- Selected passage:
start

Amnesty International Group 22 Pasadena/Caltech News
Volume XXVII Number 10, October 2019


  UPCOMING EVENTS
  Thursday, October 24, 7:30 PM. Monthly 
Meeting. CANCELLED!
  Tuesday, November 12, 7:30-9:00 PM. Letter 
Writing meeting at the Caltech Athenaeum, 
corner of Hill and California in Pasadena. 
(Starting in November, our letter writing 
meetings will be back indoors in the 
Rathskeller.) This informal gathering is a great 
way for newcomers to get acquainted with 
Amnesty. 
  Sunday, November 17, 6:30 PM. Rights 
Readers Human Rights Book Discussion 
Group. For this month we read a graphic 
memoir, "Belonging: A German Reckons 
with History and Home" by Nora Krug.

COORDINATOR'S CORNER
Hello All,

This is Joyce, writing the column this month in 
place of group coordinator Kathy. 

Due to some unforeseen circumstances, the 
October monthly meeting had to be cancelled. 
We had intended to discuss strategies and plans 
for our monthly meetings in the first half of 
2020. We are hoping to arrange a meeting very 
soon to brainstorm about ideas, possibly on a 
Saturday afternoon. If you are interested in 
attending, please let us know at 
aigp22@caltech.edu. We welcome new ideas - 
the more the merrier!

December 10 is International Human Rights 
Day. This year Amnesty's ten featured cases in 
the annual Write For Rights campaign are all 
young people. You can find the case 
descriptions, target addresses, and sample 
letters at https://write.amnestyusa.org.
Please join us at our Group 22 Write For Rights 
event, which will probably be on a Saturday in 
early December. Stay tuned for details! You can 
check for upcoming events on our website at 
http://www.its.caltech.edu/~aigp22. 

If you are on Facebook, please "like" and follow 
Group 22. There's a link on our website above, 
or you can just type 'amnesty pasadena' into the 
Facebook search box. Keep up to date with 
group coordinator Stevi's announcements  and 
links to current Amnesty news and actions!




Next Rights Readers Meeting

Sunday, Nov. 17,
6:30 PM

Vroman's Bookstore
695 E. Colorado Blvd 
Pasadena

Belonging: A German Reckons with History 
and Home
 
by Nora Krug


REVIEW
https://www.goodreads.com/book/show/38531325-
belonging

Nora Krug's story of her attempt to confront 
the hidden truths of her family's wartime past 
in Nazi Germany and to comprehend the 
forces that have shaped her life, her 
generation, and history.

Nora Krug was born decades after the fall of the 
Nazi regime, but the Second World War cast a 
long shadow throughout her childhood and 
youth in the city of Karlsruhe, Germany. For 
Nora, the simple fact of her German citizenship 
bound her to the Holocaust and its unspeakable 
atrocities and left her without a sense of cultural 
belonging. Yet Nora knew little about her own 
family's involvement in the war: though all four 
grandparents lived through the war, they never 
spoke of it.

end

- Task instructions:
- A) Copy the part of the Group 22 newsletter that opens with the words containing "Nora Krug was" and closes with "spoke of it.".
- B) Answer these questions from the Group 22 newsletter:
(i) What hours does the November 12 letter writing meeting run?
(ii) What do all ten featured cases in this year's Write For Rights campaign have in common?
(iii) In which city did Nora Krug spend her childhood and youth?
- C) Summarize the Group 22 newsletter in three sentences.

- Items:

start

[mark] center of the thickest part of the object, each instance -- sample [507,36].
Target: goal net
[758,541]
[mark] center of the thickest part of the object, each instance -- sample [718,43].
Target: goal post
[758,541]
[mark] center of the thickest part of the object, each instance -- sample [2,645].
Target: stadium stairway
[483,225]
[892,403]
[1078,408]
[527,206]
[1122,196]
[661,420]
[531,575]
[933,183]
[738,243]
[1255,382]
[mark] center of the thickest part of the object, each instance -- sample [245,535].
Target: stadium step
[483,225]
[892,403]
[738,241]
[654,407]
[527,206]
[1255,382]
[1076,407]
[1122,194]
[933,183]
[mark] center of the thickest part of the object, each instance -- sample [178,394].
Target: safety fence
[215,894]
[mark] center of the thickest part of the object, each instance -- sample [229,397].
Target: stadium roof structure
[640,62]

end

- Task results:
- A)
Nora Krug was born decades after the fall of the 
Nazi regime, but the Second World War cast a 
long shadow throughout her childhood and 
youth in the city of Karlsruhe, Germany. For 
Nora, the simple fact of her German citizenship 
bound her to the Holocaust and its unspeakable 
atrocities and left her without a sense of cultural 
belonging. Yet Nora knew little about her own 
family's involvement in the war: though all four 
grandparents lived through the war, they never 
spoke of it.

- B)
(i) 7:30 to 9:00 PM.
(ii) They are all young people.
(iii) Karlsruhe, Germany.

- C) The October 2019 Group 22 newsletter reports that the October 24 monthly meeting was cancelled. It lists a November 12 letter writing meeting at the Caltech Athenaeum and a November 17 Rights Readers discussion at Vroman's Bookstore of Nora Krug's graphic memoir "Belonging." The column, written by Joyce in place of coordinator Kathy, asks interested members to help brainstorm ideas for upcoming meetings, promotes the Write For Rights campaign tied to International Human Rights Day on December 10, and urges Facebook users to follow the group, while a review describes the book as Krug's attempt to confront her family's hidden wartime past in Nazi Germany.